SOURCE DATA:
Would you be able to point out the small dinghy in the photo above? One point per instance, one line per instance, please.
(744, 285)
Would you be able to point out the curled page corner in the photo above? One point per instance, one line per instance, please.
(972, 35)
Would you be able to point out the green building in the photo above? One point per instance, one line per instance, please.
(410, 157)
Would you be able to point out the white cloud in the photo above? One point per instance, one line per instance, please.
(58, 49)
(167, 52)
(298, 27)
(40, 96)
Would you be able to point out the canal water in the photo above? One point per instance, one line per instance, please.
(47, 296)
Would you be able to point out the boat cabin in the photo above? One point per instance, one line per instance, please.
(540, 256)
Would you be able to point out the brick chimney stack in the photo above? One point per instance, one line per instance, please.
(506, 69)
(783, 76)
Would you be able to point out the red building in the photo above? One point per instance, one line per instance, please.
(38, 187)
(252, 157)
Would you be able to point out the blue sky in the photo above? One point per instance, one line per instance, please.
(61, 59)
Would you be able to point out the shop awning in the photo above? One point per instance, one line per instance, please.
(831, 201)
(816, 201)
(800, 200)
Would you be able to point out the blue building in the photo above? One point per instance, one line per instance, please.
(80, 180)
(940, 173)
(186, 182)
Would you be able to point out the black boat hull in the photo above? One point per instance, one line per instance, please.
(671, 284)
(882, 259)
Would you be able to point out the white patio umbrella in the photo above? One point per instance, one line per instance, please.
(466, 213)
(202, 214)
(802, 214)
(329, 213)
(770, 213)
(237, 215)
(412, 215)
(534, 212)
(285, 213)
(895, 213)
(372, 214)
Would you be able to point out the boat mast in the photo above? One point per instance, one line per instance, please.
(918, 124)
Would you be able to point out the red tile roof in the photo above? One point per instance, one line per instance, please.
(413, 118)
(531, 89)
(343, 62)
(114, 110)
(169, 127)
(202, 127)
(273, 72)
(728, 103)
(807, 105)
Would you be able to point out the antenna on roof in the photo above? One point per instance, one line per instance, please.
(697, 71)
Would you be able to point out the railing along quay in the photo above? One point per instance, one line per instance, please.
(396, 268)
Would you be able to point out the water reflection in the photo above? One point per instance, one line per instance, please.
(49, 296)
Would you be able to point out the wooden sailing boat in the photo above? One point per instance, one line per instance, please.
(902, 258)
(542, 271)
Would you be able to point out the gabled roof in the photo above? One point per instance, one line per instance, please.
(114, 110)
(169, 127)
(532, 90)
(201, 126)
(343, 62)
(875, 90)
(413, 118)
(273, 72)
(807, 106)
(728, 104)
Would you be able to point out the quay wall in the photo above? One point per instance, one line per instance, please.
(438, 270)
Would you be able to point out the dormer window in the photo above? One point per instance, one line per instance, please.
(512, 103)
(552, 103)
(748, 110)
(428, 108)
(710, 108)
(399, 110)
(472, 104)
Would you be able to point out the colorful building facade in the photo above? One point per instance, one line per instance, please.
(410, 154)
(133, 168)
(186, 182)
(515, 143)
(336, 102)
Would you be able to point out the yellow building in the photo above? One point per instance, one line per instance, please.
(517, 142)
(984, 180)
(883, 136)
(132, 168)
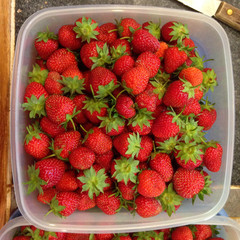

PROBLEM STATEMENT: Should any entry above carry a picture, omit it and repeat everything else word for word.

COMPLETED TASK:
Would you be able to point out the small dinghy in the photo above? One point per instance, one line per instance, please.
(744, 285)
Would you be able to point out the curled page corner in the photo above? One point per instance, one line per instance, please.
(972, 35)
Would you be able to point out the green building in the photo above? One point per instance, one line per instance, please.
(410, 157)
Would you be able to point out the white cloud in the photo above? One point per instance, one line per instance, please.
(58, 49)
(167, 52)
(298, 27)
(40, 96)
Would you be able to point out the canal water in the photo above? One point per instance, one line per instance, please.
(47, 296)
Would you be able to point out the boat cabin in the photo above? One point per instance, one line per instance, please.
(540, 256)
Would you be able to point out the brick chimney stack in the photo above? One point per instance, one line per instance, please.
(506, 69)
(783, 76)
Would you be able to point out the red building in the photo above? One point per instance, one line per instance, please.
(38, 187)
(252, 157)
Would you be able to point out the blue sky in the photo above? One point per instance, one line per instance, please.
(61, 59)
Would you be able to point out the shop awning in the photo above? One point per instance, one line per instance, please.
(831, 201)
(816, 201)
(800, 200)
Would you be able to point out the blue building in the photo above? One point per instance, one line per instance, please.
(80, 180)
(940, 173)
(186, 182)
Would you be able to point out the black boat hull in the photo above? One point per instance, one line per instance, please.
(671, 284)
(882, 259)
Would you be able to point out the white patio umbrella in the photo above? One point per instance, one line per instance, please.
(466, 213)
(202, 214)
(802, 214)
(329, 213)
(770, 213)
(237, 215)
(412, 215)
(534, 212)
(285, 213)
(895, 213)
(372, 214)
Would you be able to point out the boat mast in the photo above? One point per instance, one line per instance, please.
(918, 124)
Would you be able to point out the red tile roof in the photo above? One point per instance, one line per instance, please.
(413, 118)
(531, 89)
(343, 62)
(114, 110)
(169, 127)
(202, 127)
(273, 72)
(728, 103)
(807, 105)
Would you be able to point out the antenna on roof in the photo above? One point per instance, one line per instance, please.
(697, 71)
Would you be able to point out the railing along quay in the photo above? One point per instance, one line per instance, please.
(396, 268)
Would you be able to point out the water reflection in the photo above? One point per instance, one line per instance, please.
(49, 296)
Would you be able to point out the wooden sailing boat in the photo above? One point per instance, one line per instance, please.
(902, 258)
(542, 271)
Would you be able to point out the gabled roof in the photo above? One point per instance, one line per instance, please.
(114, 110)
(169, 127)
(532, 90)
(201, 126)
(343, 62)
(875, 90)
(413, 118)
(273, 72)
(807, 106)
(728, 104)
Would you be able to point out the quay wall in the photo above? One point per instance, one line per instance, please.
(438, 270)
Would you be able to point out the dormer window in the photo above? One point per instance, one line per instance, please.
(512, 103)
(552, 103)
(748, 110)
(428, 108)
(710, 108)
(399, 110)
(472, 104)
Would you be able to point out the colorful building facade in the photo above? One point per instance, one line per instance, please.
(410, 154)
(133, 168)
(186, 182)
(515, 143)
(336, 102)
Would you be able to point out the yellow building in the photo above? One point per instance, one line per instance, please.
(517, 142)
(984, 180)
(883, 136)
(132, 168)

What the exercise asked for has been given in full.